[Records drawn from a dataset]
- - - - -
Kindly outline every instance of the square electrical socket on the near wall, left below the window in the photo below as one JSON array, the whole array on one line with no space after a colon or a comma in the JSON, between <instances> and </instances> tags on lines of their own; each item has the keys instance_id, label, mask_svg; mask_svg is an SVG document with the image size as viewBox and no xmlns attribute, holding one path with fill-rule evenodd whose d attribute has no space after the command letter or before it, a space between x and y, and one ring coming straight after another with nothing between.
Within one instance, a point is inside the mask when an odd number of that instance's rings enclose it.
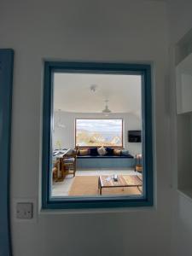
<instances>
[{"instance_id":1,"label":"square electrical socket on the near wall, left below the window","mask_svg":"<svg viewBox=\"0 0 192 256\"><path fill-rule=\"evenodd\" d=\"M33 217L32 202L18 202L16 204L16 218L31 219Z\"/></svg>"}]
</instances>

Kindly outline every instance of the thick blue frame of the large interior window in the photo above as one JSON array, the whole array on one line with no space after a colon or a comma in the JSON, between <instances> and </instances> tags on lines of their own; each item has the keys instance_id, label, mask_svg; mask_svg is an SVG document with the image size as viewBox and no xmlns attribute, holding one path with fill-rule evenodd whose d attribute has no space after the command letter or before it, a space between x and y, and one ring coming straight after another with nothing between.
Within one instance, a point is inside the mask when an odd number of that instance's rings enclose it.
<instances>
[{"instance_id":1,"label":"thick blue frame of the large interior window","mask_svg":"<svg viewBox=\"0 0 192 256\"><path fill-rule=\"evenodd\" d=\"M116 73L141 75L143 112L143 195L51 197L51 159L53 127L53 73ZM153 187L153 130L151 66L149 64L44 61L43 93L43 152L42 152L42 208L83 209L114 207L151 207L154 201Z\"/></svg>"}]
</instances>

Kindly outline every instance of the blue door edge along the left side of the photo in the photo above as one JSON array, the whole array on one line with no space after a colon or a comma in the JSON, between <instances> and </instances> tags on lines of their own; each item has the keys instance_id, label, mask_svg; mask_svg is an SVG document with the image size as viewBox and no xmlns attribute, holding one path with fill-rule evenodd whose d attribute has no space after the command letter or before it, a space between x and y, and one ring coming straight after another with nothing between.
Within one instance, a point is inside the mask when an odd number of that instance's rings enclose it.
<instances>
[{"instance_id":1,"label":"blue door edge along the left side of the photo","mask_svg":"<svg viewBox=\"0 0 192 256\"><path fill-rule=\"evenodd\" d=\"M10 145L14 50L0 49L0 256L11 256Z\"/></svg>"}]
</instances>

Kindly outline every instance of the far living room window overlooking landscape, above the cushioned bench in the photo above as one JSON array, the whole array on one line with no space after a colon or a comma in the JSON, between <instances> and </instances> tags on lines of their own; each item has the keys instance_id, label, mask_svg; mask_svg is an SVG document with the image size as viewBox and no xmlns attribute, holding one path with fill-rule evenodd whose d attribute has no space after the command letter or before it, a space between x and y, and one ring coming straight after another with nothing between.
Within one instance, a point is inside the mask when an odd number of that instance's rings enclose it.
<instances>
[{"instance_id":1,"label":"far living room window overlooking landscape, above the cushioned bench","mask_svg":"<svg viewBox=\"0 0 192 256\"><path fill-rule=\"evenodd\" d=\"M123 119L76 119L75 146L123 147Z\"/></svg>"}]
</instances>

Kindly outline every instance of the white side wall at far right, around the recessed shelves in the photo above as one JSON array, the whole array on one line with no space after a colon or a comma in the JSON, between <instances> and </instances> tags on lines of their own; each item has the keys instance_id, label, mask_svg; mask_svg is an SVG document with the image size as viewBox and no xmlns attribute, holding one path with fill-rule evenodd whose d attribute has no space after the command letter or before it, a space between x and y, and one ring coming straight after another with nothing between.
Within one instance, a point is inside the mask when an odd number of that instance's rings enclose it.
<instances>
[{"instance_id":1,"label":"white side wall at far right, around the recessed shelves","mask_svg":"<svg viewBox=\"0 0 192 256\"><path fill-rule=\"evenodd\" d=\"M172 129L172 256L192 254L192 201L177 191L177 159L181 158L180 148L184 142L177 141L177 125L184 126L182 117L176 115L175 62L177 63L176 44L192 28L192 2L171 0L168 5L170 26L170 82L171 82L171 129ZM178 127L178 128L179 128ZM180 128L179 128L180 129ZM185 132L185 131L184 131ZM187 142L186 142L187 143ZM178 148L178 151L177 151ZM186 150L186 147L185 149ZM177 154L178 153L178 154ZM191 160L191 158L190 158ZM192 170L183 170L192 172ZM179 185L179 184L178 184Z\"/></svg>"}]
</instances>

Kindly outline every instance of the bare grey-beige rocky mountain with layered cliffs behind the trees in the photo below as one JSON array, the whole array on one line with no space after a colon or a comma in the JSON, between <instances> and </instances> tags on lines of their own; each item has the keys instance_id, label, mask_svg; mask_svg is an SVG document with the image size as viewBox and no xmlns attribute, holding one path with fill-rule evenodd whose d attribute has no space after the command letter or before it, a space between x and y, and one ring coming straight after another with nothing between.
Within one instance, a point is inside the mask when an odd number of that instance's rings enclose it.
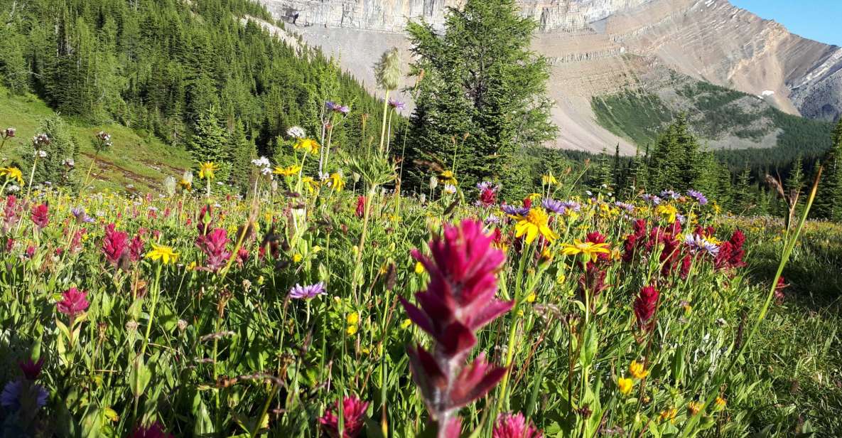
<instances>
[{"instance_id":1,"label":"bare grey-beige rocky mountain with layered cliffs behind the trees","mask_svg":"<svg viewBox=\"0 0 842 438\"><path fill-rule=\"evenodd\" d=\"M408 48L408 19L441 25L461 0L261 0L287 29L337 56L371 88L371 65L392 46ZM612 100L657 97L669 116L690 112L711 147L774 147L786 126L776 110L809 119L842 115L842 48L807 40L727 0L520 0L540 24L534 49L552 65L549 92L560 127L552 147L599 151L621 144L633 153L647 136L610 123ZM407 51L404 51L407 52ZM747 94L708 108L688 88ZM704 129L710 119L748 114L752 126ZM756 117L755 117L756 115ZM615 120L616 121L616 120ZM628 120L626 120L628 121ZM647 126L652 131L659 126ZM707 126L710 128L709 124ZM750 135L748 135L750 133Z\"/></svg>"}]
</instances>

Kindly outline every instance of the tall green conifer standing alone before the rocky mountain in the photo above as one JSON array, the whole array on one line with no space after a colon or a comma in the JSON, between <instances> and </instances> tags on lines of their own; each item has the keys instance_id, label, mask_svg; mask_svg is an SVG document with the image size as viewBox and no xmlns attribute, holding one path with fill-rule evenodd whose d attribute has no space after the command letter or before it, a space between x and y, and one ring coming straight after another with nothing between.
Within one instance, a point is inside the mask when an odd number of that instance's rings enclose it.
<instances>
[{"instance_id":1,"label":"tall green conifer standing alone before the rocky mountain","mask_svg":"<svg viewBox=\"0 0 842 438\"><path fill-rule=\"evenodd\" d=\"M525 184L517 156L555 133L546 98L549 68L530 51L536 26L520 16L514 0L467 0L461 10L450 9L443 33L426 23L408 25L417 60L412 73L423 71L424 78L407 163L451 168L456 160L464 185L498 179L510 191ZM410 171L418 182L429 177L425 168Z\"/></svg>"}]
</instances>

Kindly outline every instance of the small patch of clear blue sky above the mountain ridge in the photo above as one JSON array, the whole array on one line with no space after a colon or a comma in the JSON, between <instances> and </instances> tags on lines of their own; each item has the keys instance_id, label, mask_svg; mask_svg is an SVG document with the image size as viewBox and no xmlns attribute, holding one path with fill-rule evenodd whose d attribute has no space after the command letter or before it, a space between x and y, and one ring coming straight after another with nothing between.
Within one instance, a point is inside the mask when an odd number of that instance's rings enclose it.
<instances>
[{"instance_id":1,"label":"small patch of clear blue sky above the mountain ridge","mask_svg":"<svg viewBox=\"0 0 842 438\"><path fill-rule=\"evenodd\" d=\"M842 45L842 0L731 0L797 35Z\"/></svg>"}]
</instances>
- - - - -
So that the copy stays exact, reproduce each record word for word and leave its images out.

**Task solution**
Kindly outline every instance of the square electrical socket on the near wall, left below the window in the photo below as one JSON array, the whole array on one line with no space after a colon or a comma in the JSON, between <instances> and </instances> tags on lines of their own; each item has the keys instance_id, label, mask_svg; mask_svg is an SVG document with the image size as viewBox and no xmlns attribute, holding one path with fill-rule evenodd whose d attribute has no space after the command letter or before it, a space between x and y, and one ring coming straight after another with nothing between.
Within one instance, a point is inside the mask when an odd number of that instance's rings enclose it.
<instances>
[{"instance_id":1,"label":"square electrical socket on the near wall, left below the window","mask_svg":"<svg viewBox=\"0 0 192 256\"><path fill-rule=\"evenodd\" d=\"M33 217L32 202L18 202L16 204L16 218L31 219Z\"/></svg>"}]
</instances>

Kindly outline every instance of the thick blue frame of the large interior window in the photo above as one JSON array, the whole array on one line with no space after a colon or a comma in the JSON, between <instances> and </instances> tags on lines of their own; each item has the keys instance_id, label, mask_svg; mask_svg is an SVG document with the image size as viewBox and no xmlns attribute, holding one path with fill-rule evenodd whose d attribute has no space after the command letter or before it, a space between x and y, and one ring coming straight after another with nothing between.
Within one instance, a point is inside the mask when an odd number of that instance's rings enclose it.
<instances>
[{"instance_id":1,"label":"thick blue frame of the large interior window","mask_svg":"<svg viewBox=\"0 0 192 256\"><path fill-rule=\"evenodd\" d=\"M116 73L141 75L143 112L143 195L51 197L51 159L53 127L53 73ZM153 187L153 130L151 66L149 64L44 61L43 93L43 152L42 152L42 208L83 209L114 207L151 207L154 201Z\"/></svg>"}]
</instances>

Kindly outline every instance of the blue door edge along the left side of the photo in the photo above as one JSON array, the whole array on one line with no space after a colon or a comma in the JSON, between <instances> and </instances> tags on lines of their own; each item has the keys instance_id, label, mask_svg; mask_svg is an SVG document with the image size as viewBox and no xmlns attribute, holding one path with fill-rule evenodd whose d attribute has no space after the command letter or before it, a space between x and y, and one ring coming straight after another with nothing between.
Within one instance, a point is inside the mask when an odd number of that instance's rings enclose it.
<instances>
[{"instance_id":1,"label":"blue door edge along the left side of the photo","mask_svg":"<svg viewBox=\"0 0 192 256\"><path fill-rule=\"evenodd\" d=\"M10 145L14 50L0 49L0 256L11 256Z\"/></svg>"}]
</instances>

Kindly outline every instance of the far living room window overlooking landscape, above the cushioned bench in the photo above as one JSON array, the whole array on one line with no space after a colon or a comma in the JSON, between <instances> and </instances> tags on lines of their own; each item has the keys instance_id, label, mask_svg; mask_svg is an SVG document with the image size as viewBox and no xmlns attribute, holding one path with fill-rule evenodd whose d attribute has no space after the command letter or before it, a space between x and y, and one ring coming straight after another with nothing between.
Within one instance, a point is inside the mask when an odd number of that instance's rings enclose it.
<instances>
[{"instance_id":1,"label":"far living room window overlooking landscape, above the cushioned bench","mask_svg":"<svg viewBox=\"0 0 192 256\"><path fill-rule=\"evenodd\" d=\"M123 119L76 119L75 146L123 147Z\"/></svg>"}]
</instances>

Kindly outline every instance of the white side wall at far right, around the recessed shelves in the photo above as one JSON array, the whole array on one line with no space after a colon or a comma in the JSON, between <instances> and </instances> tags on lines of their own; each item has the keys instance_id, label, mask_svg; mask_svg is an SVG document with the image size as viewBox and no xmlns attribute, holding one path with fill-rule evenodd whose d attribute has no space after the command letter or before it, a space between x and y, and one ring coming straight after another with nothing between.
Within one instance, a point is inside the mask when an odd number of that instance's rings enclose it.
<instances>
[{"instance_id":1,"label":"white side wall at far right, around the recessed shelves","mask_svg":"<svg viewBox=\"0 0 192 256\"><path fill-rule=\"evenodd\" d=\"M172 129L172 256L192 254L192 201L177 191L177 159L181 158L180 148L184 142L177 141L177 125L184 126L182 117L176 115L175 62L177 63L176 44L192 28L192 2L171 0L168 5L170 26L170 82L171 82L171 129ZM178 127L178 128L179 128ZM180 128L179 128L180 129ZM185 132L185 131L184 131ZM187 142L186 142L187 143ZM178 148L178 151L177 151ZM186 150L186 147L185 149ZM177 154L178 153L178 154ZM191 160L191 158L190 158ZM192 170L183 170L192 172ZM179 185L179 184L178 184Z\"/></svg>"}]
</instances>

Kindly outline every instance of the bare grey-beige rocky mountain with layered cliffs behind the trees in the photo below as one JSON array, the whole array on one line with no space after a colon or a comma in the JSON, between <instances> and </instances> tags on lines of their own; each item has the keys instance_id, label, mask_svg; mask_svg is an SVG document with the image size as viewBox and no xmlns attribute, holding one path with fill-rule evenodd whose d attribute has no space after the command letter or before it, a space between x and y, and one ring coming straight after another with nothing between.
Within one instance, a point is inside the mask when an odd number of that instance's rings enclose it.
<instances>
[{"instance_id":1,"label":"bare grey-beige rocky mountain with layered cliffs behind the trees","mask_svg":"<svg viewBox=\"0 0 842 438\"><path fill-rule=\"evenodd\" d=\"M408 48L408 19L441 25L461 0L261 0L287 29L337 56L371 88L371 65L392 46ZM612 100L657 97L669 116L690 112L711 147L774 147L786 126L776 110L809 119L842 115L842 48L807 40L727 0L520 0L540 24L534 49L552 65L549 92L560 127L552 147L599 151L621 144L633 153L647 136L610 123ZM407 51L404 51L407 52ZM747 94L708 108L688 88ZM704 129L710 119L748 114L752 126ZM756 117L755 117L756 115ZM615 120L616 121L616 120ZM628 120L626 120L628 121ZM647 126L652 131L659 126ZM707 126L710 128L709 124ZM750 135L748 135L750 133Z\"/></svg>"}]
</instances>

Kindly outline every instance of the tall green conifer standing alone before the rocky mountain in the photo above as one JSON array, the whole array on one line with no space after a colon or a comma in the JSON, between <instances> and </instances> tags on lines of their own; each item has the keys instance_id, label, mask_svg; mask_svg is an SVG document with the image size as viewBox and no xmlns attribute, holding one path with fill-rule evenodd whose d attribute has no space after the command letter or before it, a space between x and y, and one ring coming straight after another with nothing between.
Within one instance, a point is inside the mask when an odd number of that instance's rings enclose it.
<instances>
[{"instance_id":1,"label":"tall green conifer standing alone before the rocky mountain","mask_svg":"<svg viewBox=\"0 0 842 438\"><path fill-rule=\"evenodd\" d=\"M525 184L517 156L555 133L546 98L549 68L530 51L536 26L520 16L514 0L467 0L461 10L450 9L443 33L426 23L408 25L417 60L412 73L423 71L424 78L407 163L451 168L456 160L464 185L498 179L510 191ZM410 171L418 182L429 177L425 168Z\"/></svg>"}]
</instances>

Kindly outline every instance of the small patch of clear blue sky above the mountain ridge in the photo above as one JSON array, the whole array on one line with no space after a colon or a comma in the JSON, between <instances> and </instances> tags on lines of their own; each item has the keys instance_id, label, mask_svg; mask_svg is an SVG document with the image size as viewBox and no xmlns attribute, holding one path with fill-rule evenodd whose d attribute has no space after the command letter or before it, a space between x and y, and one ring coming straight after another with nothing between.
Within one instance, a point is inside the mask when an odd number of that instance's rings enclose it.
<instances>
[{"instance_id":1,"label":"small patch of clear blue sky above the mountain ridge","mask_svg":"<svg viewBox=\"0 0 842 438\"><path fill-rule=\"evenodd\" d=\"M842 45L842 0L731 0L797 35Z\"/></svg>"}]
</instances>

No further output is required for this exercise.